__抜粋した文章__.

=-=-=-=-=

◆[山形市]幸町・八日町二・香澄町三・十日町四 徐々に晴れ間も(2008平成20年12月13日撮影)


すっかり葉っぱを落として、身軽になった銀杏の木を見下ろす電信柱。
重い機器を抱えたまんまの体に寒風が巻き付く。

駅西と駅東を結ぶアンダーパスの工事中。
この道路が出来れば、車の流れは大きく変わる。
雑然とした工事現場を、霞の向こうから白鷹の連山が見守っている。

ビルに囲まれ、寒風のたまり場になっていそうな小さな公園。
週末の夜には、千鳥足がたま〜に通り過ぎる一角。

「雨や〜雪が入り・・・ので・・・扉を・・お・・願い・・しまぁ・・・」
雨や雪の湿気で、よれよれになりながら扉にしがみつく。

「燃えるような意志は無いのが?」
「ほだな気力ないっす」
消火栓に聞かれ、意気消沈するゴミ篭たち。

黒々と固まる一群。
主の乗らない週末は、寒風に身を縮めながら月曜日がくるのをじっと待つ。

「ニシグチカラエキマエニデルノ、ベンリニナッタネ」
「ジダイハコクコクト、ウゴイテイルノデス」
看板に描かれた人々は、無機質な会話を繰り返す。

寒さをこらえられない銀杏の葉っぱは、
緑の中へ我先にと潜り込む。

「俺のこの姿ば見ろ〜!まなぐどさ付けでるんだ〜!」
怒りにまかせてフェンスが訴えるけれど、北風は素知らぬふりしてスイスイとくぐり抜けてゆく。

事細かに分別を説明する看板。
寒いときには口が回らず大変だ。

=-=-=-=-=

__記載一覧__.
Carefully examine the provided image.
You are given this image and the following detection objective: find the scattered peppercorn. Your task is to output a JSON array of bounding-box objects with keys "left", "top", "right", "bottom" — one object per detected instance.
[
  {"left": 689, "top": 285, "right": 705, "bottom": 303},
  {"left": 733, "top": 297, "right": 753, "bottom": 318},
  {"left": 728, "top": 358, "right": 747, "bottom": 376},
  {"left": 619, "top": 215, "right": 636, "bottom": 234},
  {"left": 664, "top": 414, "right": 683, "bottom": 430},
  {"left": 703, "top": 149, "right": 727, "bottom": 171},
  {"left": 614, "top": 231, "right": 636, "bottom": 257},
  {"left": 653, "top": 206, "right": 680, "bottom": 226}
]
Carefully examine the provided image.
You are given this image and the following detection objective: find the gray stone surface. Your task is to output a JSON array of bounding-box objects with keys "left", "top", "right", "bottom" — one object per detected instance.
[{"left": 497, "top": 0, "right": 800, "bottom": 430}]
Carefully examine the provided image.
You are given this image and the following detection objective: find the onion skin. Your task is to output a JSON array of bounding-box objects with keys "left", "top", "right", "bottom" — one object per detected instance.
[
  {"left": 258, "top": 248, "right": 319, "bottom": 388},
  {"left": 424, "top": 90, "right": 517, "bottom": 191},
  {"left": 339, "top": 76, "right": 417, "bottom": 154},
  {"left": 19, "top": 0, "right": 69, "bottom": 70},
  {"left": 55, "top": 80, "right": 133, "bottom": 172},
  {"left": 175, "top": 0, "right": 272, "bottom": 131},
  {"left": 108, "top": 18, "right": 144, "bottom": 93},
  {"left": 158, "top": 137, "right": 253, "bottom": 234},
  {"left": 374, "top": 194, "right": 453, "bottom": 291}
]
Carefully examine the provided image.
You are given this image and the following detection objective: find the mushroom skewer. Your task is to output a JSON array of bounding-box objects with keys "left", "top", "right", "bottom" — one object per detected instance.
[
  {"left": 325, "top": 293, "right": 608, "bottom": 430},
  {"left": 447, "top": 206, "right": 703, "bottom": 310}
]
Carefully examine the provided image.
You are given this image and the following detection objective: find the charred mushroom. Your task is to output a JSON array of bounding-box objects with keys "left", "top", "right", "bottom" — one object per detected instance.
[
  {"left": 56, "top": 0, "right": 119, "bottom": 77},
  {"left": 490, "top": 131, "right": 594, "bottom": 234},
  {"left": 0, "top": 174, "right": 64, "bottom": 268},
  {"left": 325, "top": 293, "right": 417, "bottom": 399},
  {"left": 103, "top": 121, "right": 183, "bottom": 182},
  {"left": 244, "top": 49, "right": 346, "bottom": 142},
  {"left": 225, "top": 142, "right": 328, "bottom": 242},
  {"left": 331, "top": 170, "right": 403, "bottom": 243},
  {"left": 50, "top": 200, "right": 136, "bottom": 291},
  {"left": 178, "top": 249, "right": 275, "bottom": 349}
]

=-=-=-=-=

__取り組む課題__.
山形市の街角を描いた文章を、最後の一文の後から書き継ぐこと。 一覧は、山形市の街角を描いた文章とは別の資料である。

__課題への回答__.
顔を出した太陽を反射する気力だけは残っているらしい、
蓋にへばりついた雨水の残り。

「ほだいおかがて来んなずぅ、重だいったらぁ」
「人という字は、人と人がおかがてる姿なんだじぇ」
「おらだは人んねし、この姿は入るていう字だし」

掃がれ落ちそうな「幸」を、離すものかと針金が必死に抱える。

「ほだい迫て来んなずぅ、安心して水汲みしてらんねぇ」
真新しいバケツは迫り来る塀に怖じ気づく。

雪が積もる前の地面はカラフル。
水滴が褪せた彩りを濃く蘇らせる。

駅前の騒音がここまでたどり着く間には、すっかり性格も丸くなってしまう。

「ちゃんと並べず、行儀悪れったら」
「おまえ、この列んねどれ、あっちゃ行げ」
トタン屋根で乾いた音を奏であう。

「ほんてん?さっぱりしゃねっけぇ」
「なえだて、たまにはテレビば見ねどー」
道をまたいで会話が行き交う。

「寒いがら、もっと近寄れ」
「ほだいくっついだら恥ずかしいべな」
「誰も見でねがらぁ」
睦まじいバイクが寄り添う路地。

「なんだて水彩絵の具で染めだみだいだぁ」
冷たい風吹くアスファルトへ、含んだ日差しを柔らかな笑顔に替えて辺りに振りまく。

ようやく陰鬱に沈んだ町へ光が届き始めた。
町は彩りが蘇り、師走の忙しなさを醸し出す。

通りの車や人々、そして雲や空を映し出してきた窓のガラス。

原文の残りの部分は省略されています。